(Data section begins)

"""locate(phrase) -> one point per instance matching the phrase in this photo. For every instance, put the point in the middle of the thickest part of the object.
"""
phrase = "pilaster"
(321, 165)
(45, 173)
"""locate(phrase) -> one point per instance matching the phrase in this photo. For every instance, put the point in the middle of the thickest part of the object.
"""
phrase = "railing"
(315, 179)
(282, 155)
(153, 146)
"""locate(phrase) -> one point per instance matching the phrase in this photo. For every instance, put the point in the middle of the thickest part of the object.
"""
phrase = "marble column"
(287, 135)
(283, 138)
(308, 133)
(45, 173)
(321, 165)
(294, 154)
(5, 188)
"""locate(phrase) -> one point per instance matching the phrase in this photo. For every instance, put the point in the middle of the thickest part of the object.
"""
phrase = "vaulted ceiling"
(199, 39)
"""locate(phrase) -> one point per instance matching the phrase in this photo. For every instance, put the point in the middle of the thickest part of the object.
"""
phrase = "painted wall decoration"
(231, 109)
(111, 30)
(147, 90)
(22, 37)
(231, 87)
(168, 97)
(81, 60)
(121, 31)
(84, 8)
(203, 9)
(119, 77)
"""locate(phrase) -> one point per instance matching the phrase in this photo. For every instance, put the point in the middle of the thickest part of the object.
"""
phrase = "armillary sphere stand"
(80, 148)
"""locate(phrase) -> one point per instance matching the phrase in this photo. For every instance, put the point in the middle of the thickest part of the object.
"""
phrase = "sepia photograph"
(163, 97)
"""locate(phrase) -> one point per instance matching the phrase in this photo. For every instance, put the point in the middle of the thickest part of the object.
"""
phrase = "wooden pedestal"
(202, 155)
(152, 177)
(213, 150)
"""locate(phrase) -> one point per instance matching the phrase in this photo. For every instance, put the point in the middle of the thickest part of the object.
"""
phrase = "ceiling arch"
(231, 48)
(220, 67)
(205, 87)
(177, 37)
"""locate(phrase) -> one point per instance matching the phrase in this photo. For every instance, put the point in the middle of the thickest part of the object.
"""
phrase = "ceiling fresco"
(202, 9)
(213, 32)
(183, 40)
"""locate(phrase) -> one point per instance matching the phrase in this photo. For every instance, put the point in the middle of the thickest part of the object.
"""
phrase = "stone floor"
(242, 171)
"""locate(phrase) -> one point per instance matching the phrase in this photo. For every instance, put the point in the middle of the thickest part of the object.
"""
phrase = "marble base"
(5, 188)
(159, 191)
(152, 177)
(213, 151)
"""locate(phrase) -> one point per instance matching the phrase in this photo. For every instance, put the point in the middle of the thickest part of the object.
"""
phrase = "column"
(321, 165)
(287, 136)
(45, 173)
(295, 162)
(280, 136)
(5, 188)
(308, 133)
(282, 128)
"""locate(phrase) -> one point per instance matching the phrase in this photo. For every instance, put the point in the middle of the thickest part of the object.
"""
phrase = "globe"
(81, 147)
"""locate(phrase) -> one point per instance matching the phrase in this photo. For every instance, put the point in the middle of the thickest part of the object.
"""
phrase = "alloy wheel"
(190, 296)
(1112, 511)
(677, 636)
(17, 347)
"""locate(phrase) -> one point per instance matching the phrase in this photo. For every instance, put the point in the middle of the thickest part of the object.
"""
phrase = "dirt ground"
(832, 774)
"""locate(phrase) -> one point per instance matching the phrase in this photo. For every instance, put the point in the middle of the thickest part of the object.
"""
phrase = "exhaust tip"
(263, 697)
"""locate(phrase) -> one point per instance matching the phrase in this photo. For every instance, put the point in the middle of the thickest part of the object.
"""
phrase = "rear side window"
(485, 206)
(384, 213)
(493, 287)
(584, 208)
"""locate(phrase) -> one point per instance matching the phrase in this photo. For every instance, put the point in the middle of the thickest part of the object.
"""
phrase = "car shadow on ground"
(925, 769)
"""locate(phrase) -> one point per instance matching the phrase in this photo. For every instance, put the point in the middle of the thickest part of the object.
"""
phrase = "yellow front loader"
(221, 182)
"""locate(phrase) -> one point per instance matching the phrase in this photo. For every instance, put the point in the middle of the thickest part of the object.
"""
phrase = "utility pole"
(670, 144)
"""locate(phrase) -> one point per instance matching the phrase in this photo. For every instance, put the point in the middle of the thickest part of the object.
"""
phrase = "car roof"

(Data section ends)

▶ _Task instructions_: Go through the listing and write out each line exactly.

▶ _Answer box_:
"""locate(phrase) -> one point per instance matching the phrase in this photo. For every instance, put the point in the middle of the thickest part of the object.
"""
phrase = "pilaster"
(321, 165)
(45, 173)
"""locate(phrase) -> one point per instance matching the phrase in this photo. For every instance, put the point in the middle of the thickest part of the object.
"""
phrase = "railing"
(315, 179)
(282, 155)
(153, 146)
"""locate(phrase) -> one point per instance matching the phrase in this photo. For every instance, put the point in the middle of the thickest part of the object.
"""
phrase = "marble column"
(287, 135)
(283, 138)
(308, 133)
(45, 173)
(321, 165)
(294, 154)
(5, 188)
"""locate(phrase) -> one point per instance matching the phrase in this photo. For every instance, put the point in the middle of the thickest part of the object.
"""
phrase = "vaulted ceiling"
(199, 39)
"""locate(phrase) -> one point per instance matching the phrase in this photo. For every instance, put the point in the middle of the thickest part of the object.
"""
phrase = "painted wall decoration"
(231, 109)
(111, 30)
(147, 90)
(22, 37)
(231, 87)
(168, 97)
(81, 60)
(121, 31)
(84, 8)
(203, 9)
(119, 77)
"""locate(phrase) -> one point per instance matching the phrase in this photo. For every instance, put the point in the middle of the thickest part of the object.
"""
phrase = "armillary sphere stand"
(80, 148)
"""locate(phrase) -> one point per instance matching the phrase in this photo. For every instance, put the point in the middle of the thickest part of the object.
"""
phrase = "sepia photograph"
(163, 97)
"""locate(phrase) -> one point per instance matching the phrase in this photo. For every instance, put the point in the middle of the thickest part of the object.
"""
phrase = "wooden pedestal"
(202, 155)
(152, 177)
(213, 150)
"""locate(phrase) -> one point per instance matching the phrase in this photo. For every instance, put the point in the middle of the thickest part of the object.
"""
phrase = "ceiling arch"
(231, 48)
(220, 67)
(205, 87)
(177, 37)
"""locate(phrase) -> one point per instance matching the phrase in this photo. For every instance, put the point in the middle of the thickest part of the object.
"""
phrase = "ceiling fresco"
(202, 9)
(213, 32)
(183, 40)
"""locate(phrase) -> one point per instance matching the phrase in this photo. For every instance, put the point in the middle of the thickest part of the object.
"""
phrase = "stone floor"
(242, 171)
"""locate(phrase) -> one point per instance matching the phrase in this photo. For every instance, put the point in the middle of the thickest part of the object.
"""
phrase = "marble base"
(5, 188)
(159, 191)
(152, 177)
(213, 151)
"""locate(phrase) -> one point per instance matching the phrase in this photo. For every instance, put the point in the middle of the thickest part of the object.
"""
phrase = "column"
(321, 165)
(287, 136)
(45, 173)
(295, 162)
(280, 136)
(5, 188)
(308, 133)
(282, 128)
"""locate(phrase) -> one point per instance matching the phrase in this photo. For every instance, put the point in the middle of the thickest part of the object.
"""
phrase = "globe"
(81, 147)
"""locate(phrase) -> one point per instance matching the phrase in this photo. For every instance, put the point in the middle of the thickest part of the object.
"""
phrase = "alloy wheel"
(190, 296)
(1112, 511)
(677, 636)
(17, 347)
"""locate(phrase) -> one point per instance matching the phrase in this photo. For every instance, put the point in the middle of the thickest part of the object.
"""
phrase = "dirt ground"
(832, 774)
"""locate(phrase) -> one point per instance matching the phrase in this photo. For every instance, put the point in the middle of the thickest part of the object.
"""
phrase = "exhaust tip"
(263, 697)
"""locate(phrase) -> one point per instance matching the phrase in this photo. For every instance, put the point in the middle of the thickest part of the object.
"""
phrase = "rear side window"
(485, 206)
(384, 213)
(493, 287)
(584, 208)
"""locate(phrase) -> one point per instance matching the phrase in this photo. For every instance, put the point in the middle of the thickest part of the object.
"""
phrase = "car shadow on ground"
(925, 769)
"""locate(phrase) -> one point per instance matching the phrase in this photo. For every instance, put the point in the middle of the thickest part of the object.
"""
phrase = "yellow front loader"
(221, 182)
"""locate(phrase) -> one point per instance matching the phrase in this photo. For every instance, put the point in the middle of the thickest part of the object.
"""
phrase = "utility pole"
(670, 144)
"""locate(phrase) -> one point per instance matching the phrase in this photo. For every instance, put the point in the middle of the thickest part of the object.
"""
phrase = "car roof"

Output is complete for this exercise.